En el texto sobre la tradición que aparece más abajo, el primer párrafo plantea la hipótesis de 12 muertos en España. Enumera todos los grupos de personas que menciona en esa hipótesis.

* **Bloque de texto**:
+ + + +

Si en apenas dos meses, los que van del verano, que continúa, en España hubieran muerto 12 boxeadores, 12 ciclistas corriendo competiciones, 12 policías dirigiendo el tráfico o 12 bomberos apagando fuegos habría habido ya un gran debate nacional sobre la conveniencia o no de la práctica de tales deportes o sobre la seguridad de esas profesiones y el país entero estaría alarmado por la tragedia. Pero, como los 12 muertos (y los que aún pueden producirse: el verano continúa con sus fiestas) han tenido lugar en el cumplimiento de una tradición, la de los juegos de toros, se dan por bien empleados, puesto que la tradición, que es sagrada, está por encima de cualquier cosa y lo justifica todo.
En el nombre de la tradición, en este país se han hecho y siguen haciéndose barbaridades sin fin, la mayoría utilizando al toro para ellas, pero también a otros animales, aunque también las hay presuntamente más inocentes por la ausencia de sangre, que no de violencia y mal gusto: tirarse toneladas de tomates unos a otros hasta acabar irreconocibles y rodando por el suelo, llevar a hombros imágenes religiosas a pleno sol durante kilómetros después de un año de no entrar en la iglesia ni de visita, pegarse con los del pueblo vecino por un quítame allá esa Virgen, competir entre los del propio a ver quién come el mayor número de butifarras o huevos duros sin beber agua o demostrar la hombría explotando pólvora y la testosterona saltando o emborrachándose hasta caer al suelo. Si, como dice la antropología, la tradición es la cultura de un pueblo, a uno le da hasta miedo saberse parte de un pueblo capaz de hacer todas estas cosas y, además, enorgullecerse de ellas.
Se acerca el toro de Tordesillas, que llenará las páginas de los periódicos de comentarios un año más, pero ya que los animales no alcanzan a despertar la compasión de esos españoles aficionados a torturarlos y a asesinarlos por diversión ni consiguen que reaccionen unas autoridades que en numerosos casos tienen miedo a sus vecinos (los alcaldes de los pueblos) o a las consecuencias electorales de su decisión, por lo que no se atreven a coger el toro de la tradición por los cuernos, nunca mejor dicho, detengan por los menos esa sangría de vidas humanas que, como si se tratara de sacrificios a un dios impío, se producen cada año en un país en el que la tradición y la barbarie se confunden muchas veces, lo que muestra su retraso cultural evolutivo. Viendo y oyendo manifestarse a algunos participantes en esas fiestas, uno se afirma en su convicción de que no sólo el hombre desciende del mono sino que muchos no han descendido aún.

+ + + +

* **Listado de datos**:
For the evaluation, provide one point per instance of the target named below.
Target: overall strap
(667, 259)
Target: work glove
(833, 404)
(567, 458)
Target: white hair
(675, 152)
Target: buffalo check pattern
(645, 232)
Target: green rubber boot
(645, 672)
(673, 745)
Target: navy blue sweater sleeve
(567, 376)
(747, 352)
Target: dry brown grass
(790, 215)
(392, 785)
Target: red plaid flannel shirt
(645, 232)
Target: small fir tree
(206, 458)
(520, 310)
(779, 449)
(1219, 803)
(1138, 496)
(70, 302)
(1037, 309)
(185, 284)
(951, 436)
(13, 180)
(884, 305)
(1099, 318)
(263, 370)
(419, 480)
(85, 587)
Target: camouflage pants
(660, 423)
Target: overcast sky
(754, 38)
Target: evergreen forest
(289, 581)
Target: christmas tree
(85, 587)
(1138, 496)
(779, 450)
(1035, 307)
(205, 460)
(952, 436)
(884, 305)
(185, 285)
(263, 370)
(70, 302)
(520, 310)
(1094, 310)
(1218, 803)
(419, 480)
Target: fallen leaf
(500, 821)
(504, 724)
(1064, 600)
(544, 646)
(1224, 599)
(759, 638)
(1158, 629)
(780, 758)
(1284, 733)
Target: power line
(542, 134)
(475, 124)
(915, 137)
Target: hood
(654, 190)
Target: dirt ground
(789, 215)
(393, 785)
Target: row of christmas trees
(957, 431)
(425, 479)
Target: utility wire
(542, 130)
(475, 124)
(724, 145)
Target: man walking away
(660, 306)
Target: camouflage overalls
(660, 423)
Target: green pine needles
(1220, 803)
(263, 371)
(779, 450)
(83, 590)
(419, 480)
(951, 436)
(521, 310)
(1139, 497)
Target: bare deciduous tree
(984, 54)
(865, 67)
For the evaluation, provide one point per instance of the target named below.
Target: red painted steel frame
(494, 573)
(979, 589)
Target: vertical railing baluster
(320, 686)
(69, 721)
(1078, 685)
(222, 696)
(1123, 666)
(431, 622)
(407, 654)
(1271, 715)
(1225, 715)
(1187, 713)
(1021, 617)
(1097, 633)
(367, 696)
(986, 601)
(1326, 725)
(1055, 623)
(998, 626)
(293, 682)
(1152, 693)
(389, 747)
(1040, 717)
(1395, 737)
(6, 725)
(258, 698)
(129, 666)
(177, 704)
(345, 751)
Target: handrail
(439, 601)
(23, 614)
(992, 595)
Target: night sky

+ + + +

* **Resultado**: Boxeadores, ciclistas corriendo competiciones, policías dirigiendo el tráfico y bomberos apagando fuegos.